Texte fourni

● ● ● ●

BERLIN – La politique climatique se trouve à un tournant critique. Les scientifiques du Groupe d'experts intergouvernemental sur l’évolution du climat (GIEC) ont estimé qu’il « existe une fenêtre d'opportunité qui se referme rapidement pour assurer un avenir viable et durable pour tous » et éviter les pires désastres liés au réchauffement planétaire. Avec la promulgation l’an dernier de l’Inflation Reduction Act (IRA), un grand plan de réformes dont le principal volet concerne le climat, les États-Unis ont finalement pris des mesures pertinentes pour réduire leurs émissions de gaz à effet de serre. Aujourd’hui, l’Europe s’efforce de rattraper son retard.

Mais l’approche strictement technique qui prévaut dans l’Union européenne (UE) – et en particulier en Allemagne, son plus grand État membre – précipite l’Europe vers des écueils budgétaires et des troubles sociaux. Pour définir un cap plus sûr et plus durable, la politique climatique doit être assortie d’une politique économique et surtout budgétaire plus large. En d’autres termes, une action climatique efficace doit comprendre une stratégie économique globale.

À ce jour, les États membres de l’UE se sont entendus sur des mesures d’ordre technique pour lutter contre le dérèglement climatique. Le paquet « Ajustement à l'objectif 55 » de la Commission européenne, par exemple, fractionne le problème en petits éléments gérables, fixe des objectifs pour des secteurs donnés et détermine quelles réductions d’émissions de carbone sont possibles pour chaque solution, prise isolément. Le début de réponse européenne à l’IRA, la proposition de règlement européen pour une industrie à zéro émission nette, booste ce modèle, avec des procédures d’autorisation et de financement simplifiées et accélérées, mais ne le modifie pas.

● ● ● ●

Enregistrements conservés
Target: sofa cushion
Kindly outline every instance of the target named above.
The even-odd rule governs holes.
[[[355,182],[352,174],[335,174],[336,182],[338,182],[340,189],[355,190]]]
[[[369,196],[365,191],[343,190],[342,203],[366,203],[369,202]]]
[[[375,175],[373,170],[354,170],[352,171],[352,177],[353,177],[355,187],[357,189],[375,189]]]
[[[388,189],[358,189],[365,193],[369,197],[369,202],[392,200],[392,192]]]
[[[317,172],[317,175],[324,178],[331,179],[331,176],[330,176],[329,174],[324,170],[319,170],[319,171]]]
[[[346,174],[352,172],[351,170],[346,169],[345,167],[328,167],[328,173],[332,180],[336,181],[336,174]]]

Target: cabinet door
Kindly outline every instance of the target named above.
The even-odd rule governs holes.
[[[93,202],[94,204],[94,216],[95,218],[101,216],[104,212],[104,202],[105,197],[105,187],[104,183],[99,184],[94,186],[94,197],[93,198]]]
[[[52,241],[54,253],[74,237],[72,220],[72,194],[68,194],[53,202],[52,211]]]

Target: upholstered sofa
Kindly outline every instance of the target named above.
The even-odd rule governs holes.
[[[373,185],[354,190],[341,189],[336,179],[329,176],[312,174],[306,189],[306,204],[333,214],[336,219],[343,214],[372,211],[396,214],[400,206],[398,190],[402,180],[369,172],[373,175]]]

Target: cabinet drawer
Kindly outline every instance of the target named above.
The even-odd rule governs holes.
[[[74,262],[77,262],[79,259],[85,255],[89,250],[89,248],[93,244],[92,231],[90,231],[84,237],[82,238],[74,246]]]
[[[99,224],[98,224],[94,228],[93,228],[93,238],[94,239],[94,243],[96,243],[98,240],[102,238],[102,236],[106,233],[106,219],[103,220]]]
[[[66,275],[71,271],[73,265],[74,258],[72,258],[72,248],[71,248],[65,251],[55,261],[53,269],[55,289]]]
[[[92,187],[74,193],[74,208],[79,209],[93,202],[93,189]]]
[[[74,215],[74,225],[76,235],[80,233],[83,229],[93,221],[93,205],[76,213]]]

● ● ● ●

Tâche à traiter
Modifiez le texte sur la politique climatique européenne en recopiant la partie qui commence par les mots « Mais l’approche strictement » et se termine par « stratégie économique globale. », avec « troubles sociaux » remplacé par « tensions sociales ».

Résultat produit
Mais l’approche strictement technique qui prévaut dans l’Union européenne (UE) – et en particulier en Allemagne, son plus grand État membre – précipite l’Europe vers des écueils budgétaires et des tensions sociales. Pour définir un cap plus sûr et plus durable, la politique climatique doit être assortie d’une politique économique et surtout budgétaire plus large. En d’autres termes, une action climatique efficace doit comprendre une stratégie économique globale.